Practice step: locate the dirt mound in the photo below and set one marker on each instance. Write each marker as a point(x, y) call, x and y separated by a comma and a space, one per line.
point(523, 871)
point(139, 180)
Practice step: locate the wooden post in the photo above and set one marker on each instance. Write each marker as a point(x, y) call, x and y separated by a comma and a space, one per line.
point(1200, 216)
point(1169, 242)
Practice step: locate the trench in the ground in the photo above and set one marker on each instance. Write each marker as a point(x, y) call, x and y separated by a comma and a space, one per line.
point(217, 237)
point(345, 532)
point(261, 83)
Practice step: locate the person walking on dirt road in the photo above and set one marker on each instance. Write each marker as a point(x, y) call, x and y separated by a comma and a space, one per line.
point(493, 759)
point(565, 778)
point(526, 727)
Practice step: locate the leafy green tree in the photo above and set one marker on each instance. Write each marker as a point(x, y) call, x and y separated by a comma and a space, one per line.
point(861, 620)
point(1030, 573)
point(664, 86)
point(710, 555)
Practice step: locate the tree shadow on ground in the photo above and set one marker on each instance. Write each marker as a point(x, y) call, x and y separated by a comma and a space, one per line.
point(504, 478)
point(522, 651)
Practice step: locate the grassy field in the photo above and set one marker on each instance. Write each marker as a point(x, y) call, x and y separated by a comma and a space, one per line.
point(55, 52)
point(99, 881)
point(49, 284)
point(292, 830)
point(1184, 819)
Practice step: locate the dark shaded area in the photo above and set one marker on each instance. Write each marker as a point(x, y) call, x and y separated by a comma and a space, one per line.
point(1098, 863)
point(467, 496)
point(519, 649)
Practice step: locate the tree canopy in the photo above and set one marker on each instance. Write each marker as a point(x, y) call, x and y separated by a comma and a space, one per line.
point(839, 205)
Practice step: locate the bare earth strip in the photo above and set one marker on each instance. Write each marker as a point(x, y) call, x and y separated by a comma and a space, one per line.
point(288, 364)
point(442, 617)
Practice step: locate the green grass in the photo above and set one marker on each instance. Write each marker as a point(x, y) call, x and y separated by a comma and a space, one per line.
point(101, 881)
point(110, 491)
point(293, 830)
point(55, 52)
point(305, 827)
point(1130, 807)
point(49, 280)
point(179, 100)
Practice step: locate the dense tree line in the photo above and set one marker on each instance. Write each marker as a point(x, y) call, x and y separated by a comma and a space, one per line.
######
- **TASK OBJECTIVE**:
Copy each entry exactly, with nothing added or dropped.

- **EXERCISE SOLUTION**:
Practice step: locate the dirt mound in the photo below and set one marker on each instance. Write each marker as a point(x, y) call, x and y separated by a comma and a space, one per line.
point(523, 871)
point(139, 180)
Practice step: locate the wooden post in the photo above and set one marker on each instance. Write each marker as a point(x, y) call, x and y separated by a comma and a space, one per line.
point(1200, 216)
point(1169, 242)
Practice step: locate the trench in the ground in the photo above and set one marker on each instance. Write each marker as a point(x, y) call, x and y separated by a comma and a space, one per line.
point(217, 237)
point(345, 532)
point(261, 83)
Practice step: locate the person walking on dirt road in the photo above and set one marker on each instance. Write each marker as a point(x, y) call, x and y separated by a comma and a space, one per line.
point(493, 759)
point(565, 778)
point(526, 727)
Practice step: locate the leafy green tree in the photo above and set one marker on each instance. Write each marker as a point(x, y) call, x and y separated by a comma and a space, one per line.
point(861, 620)
point(1030, 573)
point(664, 86)
point(710, 555)
Practice step: locate the tree shadow on ground in the photo above and set one marker on each instance. Write each marker as a point(x, y) call, x and y separated by a comma and a space, one per line.
point(504, 478)
point(522, 651)
Practice step: locate the grassy field in the photo above and set one marker on each instance. Write each marker as a point(x, y) call, x and y separated by a comma and a space, one per line.
point(55, 52)
point(99, 881)
point(49, 284)
point(292, 830)
point(1184, 819)
Practice step: locate the dark shaded area in the photo above and set one marker on each instance. Write each marker as a point(x, y) call, x and y separated by a comma and a space, one per line.
point(1098, 863)
point(467, 496)
point(519, 649)
Practice step: locate the tree canopy in the photo above and set one marker on each instance. Write each marker as a point(x, y) call, x and y separated by a comma and a space, one per line.
point(839, 205)
Practice step: locate the bare earth strip in the photo above and set one marker on each instance. Write each marker as a point(x, y) call, x and y separated by a comma and a space, one per line.
point(288, 364)
point(442, 617)
Practice step: locate the green grass in the photo above and set one marker on each instance. Write each marker as a point(x, y) call, x and y separated by a comma and a space, one per line.
point(101, 881)
point(110, 491)
point(293, 830)
point(55, 52)
point(305, 827)
point(1130, 807)
point(49, 280)
point(179, 100)
Practice step: locate the dense tree line in the photo above and set one marker on each instance. Write each marker as a point(x, y) call, x and y separated by a comma and a space, one per line.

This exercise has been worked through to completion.